======== Raw data ========

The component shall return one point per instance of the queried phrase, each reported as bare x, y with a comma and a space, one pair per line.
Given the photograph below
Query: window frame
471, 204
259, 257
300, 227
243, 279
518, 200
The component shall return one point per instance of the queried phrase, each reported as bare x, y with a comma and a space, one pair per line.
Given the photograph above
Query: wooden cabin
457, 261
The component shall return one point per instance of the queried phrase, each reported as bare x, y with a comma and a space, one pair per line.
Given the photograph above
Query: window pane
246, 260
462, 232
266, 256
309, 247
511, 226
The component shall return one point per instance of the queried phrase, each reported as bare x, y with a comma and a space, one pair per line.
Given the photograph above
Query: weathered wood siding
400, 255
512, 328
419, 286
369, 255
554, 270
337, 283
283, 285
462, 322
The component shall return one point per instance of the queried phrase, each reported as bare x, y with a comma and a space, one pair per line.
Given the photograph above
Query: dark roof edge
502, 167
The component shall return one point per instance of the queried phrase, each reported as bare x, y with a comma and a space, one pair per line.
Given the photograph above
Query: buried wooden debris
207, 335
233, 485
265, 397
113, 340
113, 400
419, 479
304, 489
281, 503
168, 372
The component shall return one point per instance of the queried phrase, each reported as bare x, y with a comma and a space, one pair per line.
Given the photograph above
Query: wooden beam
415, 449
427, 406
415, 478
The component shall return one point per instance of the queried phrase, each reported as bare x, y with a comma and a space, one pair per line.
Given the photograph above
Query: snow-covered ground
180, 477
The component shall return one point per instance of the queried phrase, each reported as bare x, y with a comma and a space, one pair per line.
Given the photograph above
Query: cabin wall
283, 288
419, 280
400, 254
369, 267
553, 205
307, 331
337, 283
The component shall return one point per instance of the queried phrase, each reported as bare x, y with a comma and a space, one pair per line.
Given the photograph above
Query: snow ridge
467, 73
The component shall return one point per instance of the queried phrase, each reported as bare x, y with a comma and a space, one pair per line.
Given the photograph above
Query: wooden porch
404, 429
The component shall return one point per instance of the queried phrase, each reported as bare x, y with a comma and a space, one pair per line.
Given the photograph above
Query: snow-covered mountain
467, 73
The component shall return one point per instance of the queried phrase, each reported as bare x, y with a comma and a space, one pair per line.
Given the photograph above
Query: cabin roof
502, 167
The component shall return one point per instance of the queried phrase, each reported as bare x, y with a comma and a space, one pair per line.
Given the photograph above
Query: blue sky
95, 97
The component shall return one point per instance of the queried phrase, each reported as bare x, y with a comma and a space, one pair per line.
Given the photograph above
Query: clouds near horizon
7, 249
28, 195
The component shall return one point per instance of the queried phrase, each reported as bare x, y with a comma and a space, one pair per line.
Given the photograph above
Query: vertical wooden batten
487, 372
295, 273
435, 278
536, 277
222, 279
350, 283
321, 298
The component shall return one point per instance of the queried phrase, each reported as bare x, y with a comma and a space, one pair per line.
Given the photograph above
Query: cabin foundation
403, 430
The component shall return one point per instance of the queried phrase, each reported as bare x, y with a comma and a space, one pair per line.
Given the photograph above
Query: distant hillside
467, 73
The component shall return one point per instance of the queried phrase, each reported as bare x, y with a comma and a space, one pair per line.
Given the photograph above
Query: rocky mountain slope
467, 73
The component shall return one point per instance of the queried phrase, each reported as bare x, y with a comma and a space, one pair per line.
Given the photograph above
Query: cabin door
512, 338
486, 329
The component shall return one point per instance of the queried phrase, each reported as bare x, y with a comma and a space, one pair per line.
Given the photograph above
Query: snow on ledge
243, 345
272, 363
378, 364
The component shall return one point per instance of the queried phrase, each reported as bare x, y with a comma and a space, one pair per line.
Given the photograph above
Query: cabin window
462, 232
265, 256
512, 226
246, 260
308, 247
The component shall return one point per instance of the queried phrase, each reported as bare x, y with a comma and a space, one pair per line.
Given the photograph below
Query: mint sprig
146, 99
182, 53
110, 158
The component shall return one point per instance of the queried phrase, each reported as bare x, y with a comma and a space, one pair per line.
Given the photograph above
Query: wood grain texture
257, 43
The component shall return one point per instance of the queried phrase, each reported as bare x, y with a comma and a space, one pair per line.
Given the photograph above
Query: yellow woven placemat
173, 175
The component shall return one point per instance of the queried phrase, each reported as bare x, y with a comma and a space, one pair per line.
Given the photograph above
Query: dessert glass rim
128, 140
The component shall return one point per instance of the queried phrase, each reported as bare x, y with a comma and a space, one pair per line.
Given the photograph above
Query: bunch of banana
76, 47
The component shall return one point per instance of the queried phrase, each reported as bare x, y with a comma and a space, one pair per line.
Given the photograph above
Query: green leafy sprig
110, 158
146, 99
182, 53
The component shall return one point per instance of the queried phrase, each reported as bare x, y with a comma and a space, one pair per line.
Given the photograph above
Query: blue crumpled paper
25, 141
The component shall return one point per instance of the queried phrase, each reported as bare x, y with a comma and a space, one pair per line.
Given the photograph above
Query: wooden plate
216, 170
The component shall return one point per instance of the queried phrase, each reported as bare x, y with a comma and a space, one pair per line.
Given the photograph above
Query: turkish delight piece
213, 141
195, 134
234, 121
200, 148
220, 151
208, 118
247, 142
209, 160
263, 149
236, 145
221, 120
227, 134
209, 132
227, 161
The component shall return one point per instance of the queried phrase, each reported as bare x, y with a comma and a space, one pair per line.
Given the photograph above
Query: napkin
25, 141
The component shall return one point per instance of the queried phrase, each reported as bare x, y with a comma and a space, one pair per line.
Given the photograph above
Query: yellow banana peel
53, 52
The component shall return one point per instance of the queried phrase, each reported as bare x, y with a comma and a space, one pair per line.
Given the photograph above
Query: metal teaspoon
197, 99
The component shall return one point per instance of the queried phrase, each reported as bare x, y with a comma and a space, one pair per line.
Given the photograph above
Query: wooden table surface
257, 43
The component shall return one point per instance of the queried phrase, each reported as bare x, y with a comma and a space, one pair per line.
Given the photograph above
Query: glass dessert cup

========

» **Set problem**: Each line must be given again exactly as written above.

» **Complete answer**:
The component shall return one point per instance of the queried phrase, each reported as bare x, y with a comma and a space, one pair per line.
Given the photograph below
Query: window frame
471, 204
259, 257
300, 227
243, 279
518, 200
The component shall return one point per instance of the queried phrase, each reported as bare x, y with a comma and a space, one pair per line.
Given the photograph above
Query: wooden cabin
457, 261
The component shall return one point per instance of the queried phrase, each reported as bare x, y with a comma and a space, one pair per line.
Given the photograph above
Query: window pane
246, 260
462, 232
266, 256
309, 247
511, 226
The component shall return one point per instance of the queried phrase, each reported as bare x, y with a comma and a space, one pair per line.
Given the photograph above
Query: weathered wood siding
400, 255
512, 328
419, 286
369, 255
554, 270
337, 283
283, 285
462, 322
The component shall return one point per instance of the queried phrase, each reported as bare x, y with a comma and a space, one pair per line.
Given the photograph above
Query: dark roof edge
502, 167
The component shall return one point per instance of the queried phrase, each reported as bare x, y with a comma and a space, one pair per line.
Given the photograph above
Query: buried wooden debris
207, 335
233, 485
265, 397
113, 340
113, 400
419, 479
304, 489
281, 503
168, 372
The component shall return one point per instance of the queried phrase, each reported as bare x, y with a comma and a space, one pair per line.
Given the photograph above
Query: wooden beam
415, 449
427, 406
415, 478
The component shall return one point per instance of the queried phrase, each reported as bare x, y with a comma and a space, one pair per line.
Given the photograph above
Query: snow-covered ground
180, 477
The component shall return one point per instance of the queried phrase, each reported as bare x, y with a comma and a space, one pair per line.
Given the photograph above
Query: cabin wall
283, 288
419, 280
400, 254
369, 267
553, 205
307, 331
337, 283
The component shall return one point per instance of the queried phrase, each reported as bare x, y with a comma and a space, one pair per line.
Given the photograph above
Query: snow ridge
467, 73
The component shall return one point per instance of the queried phrase, each reported as bare x, y with a comma and a space, one pair per line.
Given the photograph above
Query: wooden porch
404, 429
The component shall return one point per instance of the queried phrase, each reported as bare x, y with a comma and a space, one pair per line.
Given the photograph above
Query: snow-covered mountain
467, 73
The component shall return one point per instance of the queried phrase, each reported as bare x, y with a comma and a space, one pair per line.
Given the photograph above
Query: cabin roof
502, 167
The component shall return one point per instance of the queried phrase, each reported as bare x, y with a comma and a space, one pair per line.
Given the photograph above
Query: blue sky
95, 97
The component shall return one point per instance of the queried phrase, each reported as bare x, y with a comma and a space, one pair per line.
Given the photograph above
Query: clouds near horizon
7, 249
28, 195
The component shall return one point per instance of the queried phrase, each reported as bare x, y with a comma and a space, one pair per line.
Given the photograph above
Query: vertical wooden batten
487, 372
295, 273
435, 278
536, 277
222, 279
350, 283
321, 298
The component shall return one point per instance of the queried phrase, each reported as bare x, y with a comma and a space, one pair per line.
Given the photograph above
Query: cabin foundation
403, 430
The component shall return one point per instance of the queried phrase, each reported as bare x, y with a comma and a space, one pair per line.
Given the photograph above
Query: distant hillside
467, 73
The component shall return one point per instance of the queried phrase, each reported as bare x, y with a comma and a space, one pair per line.
Given the photograph above
Query: rocky mountain slope
467, 73
The component shall return one point per instance of the queried phrase, each reported as bare x, y with a comma and a space, one pair per line.
Given the photograph above
Query: cabin door
512, 338
486, 329
The component shall return one point per instance of the queried phrase, each reported as bare x, y with a comma and a space, one pair per line.
Given the photograph above
Query: snow on ledge
243, 345
272, 363
378, 364
The component shall return one point per instance of the queried phrase, each reported as bare x, y with a comma and a space, one pair per line.
Given the photograph above
Query: cabin window
462, 232
265, 256
512, 226
246, 260
308, 247
The component shall return one point per instance of the queried phrase, each reported as bare x, y with a comma and a space, one pair per line.
Given the photograph below
Query: mint sprig
146, 99
182, 53
110, 158
The component shall return one point per instance of the queried phrase, each reported as bare x, y with a comma and a space, one pair per line.
Given the photograph above
Query: wood grain texture
257, 43
The component shall return one point per instance of the queried phrase, each reported as bare x, y with a comma and a space, one pair per line.
Given the photograph above
Query: yellow woven placemat
173, 175
The component shall return one point per instance of the queried phrase, each reported as bare x, y with a comma and a space, one pair per line.
Given the photograph above
Query: dessert glass rim
128, 140
The component shall return one point per instance of the queried phrase, each reported as bare x, y with a comma and a space, one pair per line.
Given the photograph above
Query: bunch of banana
76, 47
The component shall return one point per instance of the queried phrase, each reported as bare x, y with a comma and a space, one pair per line.
Given the photograph above
Query: green leafy sprig
110, 158
146, 99
182, 53
The component shall return one point per instance of the queried phrase, each reported as bare x, y with a comma and a space, one pair per line.
Given the photograph above
Query: blue crumpled paper
25, 141
The component shall return one point per instance of the queried phrase, each reported as bare x, y with a comma and a space, one pair per line.
Given the photograph above
Query: wooden plate
216, 170
The component shall return one point per instance of the queried phrase, each reported as bare x, y with a comma and a space, one pair per line.
Given the photograph above
Query: turkish delight piece
213, 141
195, 134
234, 121
200, 148
220, 151
208, 118
247, 142
209, 160
263, 149
236, 145
221, 120
227, 134
209, 132
227, 161
The component shall return one point per instance of the queried phrase, each reported as bare x, y with a comma and a space, one pair per line.
Given the photograph above
Query: napkin
25, 141
The component shall return one point per instance of the queried phrase, each reported as bare x, y with a comma and a space, one pair per line.
Given the photograph above
Query: yellow banana peel
53, 52
The component shall return one point per instance of the queried phrase, each reported as bare x, y with a comma and a space, one pair per line.
Given the photograph above
Query: metal teaspoon
197, 99
The component shall return one point per instance of the queried phrase, each reported as bare x, y with a comma and a space, one pair per line.
Given the photograph above
Query: wooden table surface
257, 43
The component shall return one point per instance of the queried phrase, each reported as bare x, y with a comma and a space, one pair per line.
Given the photograph above
Query: glass dessert cup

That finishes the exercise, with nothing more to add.